■ The problem ■
Set the listing down unchanged, minus every embedded image.

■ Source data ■

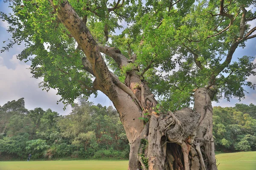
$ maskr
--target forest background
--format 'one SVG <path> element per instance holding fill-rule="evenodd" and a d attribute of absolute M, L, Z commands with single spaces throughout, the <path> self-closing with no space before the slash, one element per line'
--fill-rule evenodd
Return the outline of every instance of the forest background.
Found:
<path fill-rule="evenodd" d="M 128 159 L 129 146 L 116 110 L 79 97 L 68 115 L 29 110 L 24 98 L 0 106 L 0 160 Z M 213 108 L 216 151 L 256 151 L 256 105 Z"/>

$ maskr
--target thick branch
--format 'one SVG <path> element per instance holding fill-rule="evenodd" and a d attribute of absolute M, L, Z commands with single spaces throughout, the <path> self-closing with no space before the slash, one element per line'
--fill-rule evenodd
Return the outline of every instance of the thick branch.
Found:
<path fill-rule="evenodd" d="M 88 65 L 90 69 L 87 71 L 95 76 L 96 82 L 101 84 L 100 90 L 103 92 L 113 90 L 113 86 L 110 85 L 113 84 L 112 76 L 98 48 L 96 42 L 84 22 L 67 1 L 61 1 L 58 5 L 54 5 L 53 0 L 49 0 L 54 9 L 58 8 L 58 17 L 85 54 L 88 63 L 91 65 L 91 68 Z M 112 94 L 115 95 L 113 93 Z"/>
<path fill-rule="evenodd" d="M 245 25 L 245 15 L 246 15 L 247 11 L 246 11 L 244 8 L 242 8 L 242 11 L 243 11 L 243 14 L 240 21 L 240 33 L 239 34 L 239 37 L 240 38 L 241 38 L 244 37 L 244 31 L 246 29 L 246 25 Z"/>
<path fill-rule="evenodd" d="M 115 47 L 109 47 L 99 44 L 98 47 L 101 52 L 111 57 L 116 62 L 118 67 L 121 68 L 129 63 L 128 59 L 121 53 L 118 48 Z"/>
<path fill-rule="evenodd" d="M 256 26 L 252 28 L 249 31 L 249 32 L 248 32 L 248 33 L 247 33 L 246 34 L 246 35 L 245 35 L 245 36 L 244 36 L 244 38 L 243 38 L 242 40 L 241 40 L 241 41 L 242 40 L 248 40 L 248 39 L 250 39 L 251 38 L 253 38 L 254 37 L 252 37 L 252 36 L 254 36 L 254 35 L 252 35 L 250 37 L 249 37 L 249 36 L 250 35 L 252 34 L 253 34 L 255 31 L 256 31 Z M 250 37 L 250 38 L 248 38 L 249 37 Z"/>
<path fill-rule="evenodd" d="M 113 75 L 113 79 L 114 79 L 113 82 L 114 83 L 120 88 L 122 90 L 124 91 L 128 94 L 134 100 L 137 105 L 140 108 L 141 110 L 143 110 L 143 106 L 140 104 L 140 102 L 139 101 L 138 98 L 136 97 L 135 95 L 133 93 L 132 91 L 126 86 L 124 84 L 121 82 L 118 79 L 114 76 Z"/>
<path fill-rule="evenodd" d="M 99 14 L 98 14 L 97 12 L 95 12 L 95 11 L 96 9 L 97 9 L 99 8 L 101 8 L 101 7 L 98 7 L 96 9 L 94 9 L 94 10 L 92 10 L 89 7 L 87 6 L 86 8 L 84 8 L 84 10 L 86 9 L 87 11 L 91 11 L 91 12 L 93 13 L 93 14 L 94 14 L 95 15 L 97 15 L 98 17 L 100 17 L 101 16 Z"/>
<path fill-rule="evenodd" d="M 93 67 L 92 67 L 92 65 L 90 63 L 88 60 L 86 58 L 86 57 L 83 57 L 82 59 L 82 64 L 84 66 L 83 68 L 94 76 L 94 74 L 93 74 Z"/>
<path fill-rule="evenodd" d="M 256 17 L 252 17 L 251 18 L 247 18 L 245 19 L 245 21 L 250 21 L 256 19 Z"/>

■ Expected answer ■
$ maskr
--target forest background
--format 'one SVG <path> element per instance holding fill-rule="evenodd" and a d attribute of absolute M, L, Z commands with single spaces throughout, the <path> self-closing with no space before the slash, one element per line'
--fill-rule evenodd
Return the outline of every instance of the forest background.
Found:
<path fill-rule="evenodd" d="M 128 159 L 129 146 L 116 110 L 79 97 L 68 115 L 29 110 L 24 98 L 0 106 L 0 160 Z M 213 108 L 216 151 L 256 151 L 256 105 Z"/>

$ maskr
--target thick branch
--format 'one SVG <path> element per instance holding fill-rule="evenodd" and a d attribute of absolute M, L, Z commands with single spaces throughout, the <path> self-closing with no space before the slash, one element per line'
--fill-rule evenodd
Return the outline of every instance of the thick branch.
Found:
<path fill-rule="evenodd" d="M 88 65 L 90 69 L 87 71 L 95 76 L 96 82 L 101 84 L 100 90 L 103 92 L 113 90 L 113 86 L 110 85 L 113 84 L 112 76 L 98 48 L 96 42 L 84 22 L 67 1 L 61 1 L 58 5 L 54 5 L 53 0 L 49 0 L 54 9 L 58 8 L 58 17 L 85 54 L 88 63 L 91 65 L 91 68 Z M 112 94 L 115 95 L 113 93 Z"/>
<path fill-rule="evenodd" d="M 245 25 L 245 15 L 246 15 L 247 11 L 246 11 L 244 8 L 242 8 L 242 11 L 243 11 L 243 14 L 240 21 L 240 33 L 239 34 L 239 37 L 240 38 L 241 38 L 244 37 L 244 31 L 246 29 L 246 25 Z"/>
<path fill-rule="evenodd" d="M 115 47 L 109 47 L 99 44 L 98 47 L 101 52 L 111 57 L 116 62 L 118 67 L 121 68 L 129 63 L 128 59 L 121 53 L 118 48 Z"/>
<path fill-rule="evenodd" d="M 256 26 L 252 28 L 249 31 L 249 32 L 248 32 L 248 33 L 247 33 L 246 34 L 246 35 L 245 35 L 245 36 L 244 36 L 244 38 L 243 38 L 242 40 L 241 40 L 241 41 L 242 40 L 248 40 L 248 39 L 250 39 L 251 38 L 253 38 L 254 37 L 252 37 L 252 36 L 254 36 L 254 35 L 252 35 L 250 37 L 249 37 L 249 36 L 250 35 L 252 34 L 253 34 L 255 31 L 256 31 Z M 250 37 L 250 38 L 248 38 L 249 37 Z"/>
<path fill-rule="evenodd" d="M 113 75 L 113 79 L 114 79 L 113 82 L 114 83 L 120 88 L 122 90 L 124 91 L 128 94 L 134 100 L 137 105 L 140 108 L 141 110 L 143 110 L 143 106 L 140 104 L 140 102 L 139 101 L 138 98 L 136 97 L 135 95 L 133 93 L 132 91 L 126 86 L 124 84 L 121 82 L 118 79 L 114 76 Z"/>
<path fill-rule="evenodd" d="M 99 14 L 98 14 L 97 12 L 95 12 L 95 11 L 96 9 L 97 9 L 99 8 L 101 8 L 101 7 L 98 7 L 96 9 L 94 9 L 94 10 L 92 10 L 89 7 L 87 6 L 86 8 L 84 8 L 84 10 L 86 9 L 87 11 L 91 11 L 91 12 L 93 13 L 93 14 L 94 14 L 95 15 L 97 15 L 98 17 L 100 17 L 101 16 Z"/>
<path fill-rule="evenodd" d="M 93 67 L 92 67 L 92 65 L 90 63 L 88 60 L 86 58 L 86 57 L 83 57 L 82 59 L 82 64 L 84 66 L 83 68 L 94 76 L 94 74 L 93 74 Z"/>
<path fill-rule="evenodd" d="M 256 17 L 252 17 L 251 18 L 247 18 L 245 19 L 245 21 L 250 21 L 256 19 Z"/>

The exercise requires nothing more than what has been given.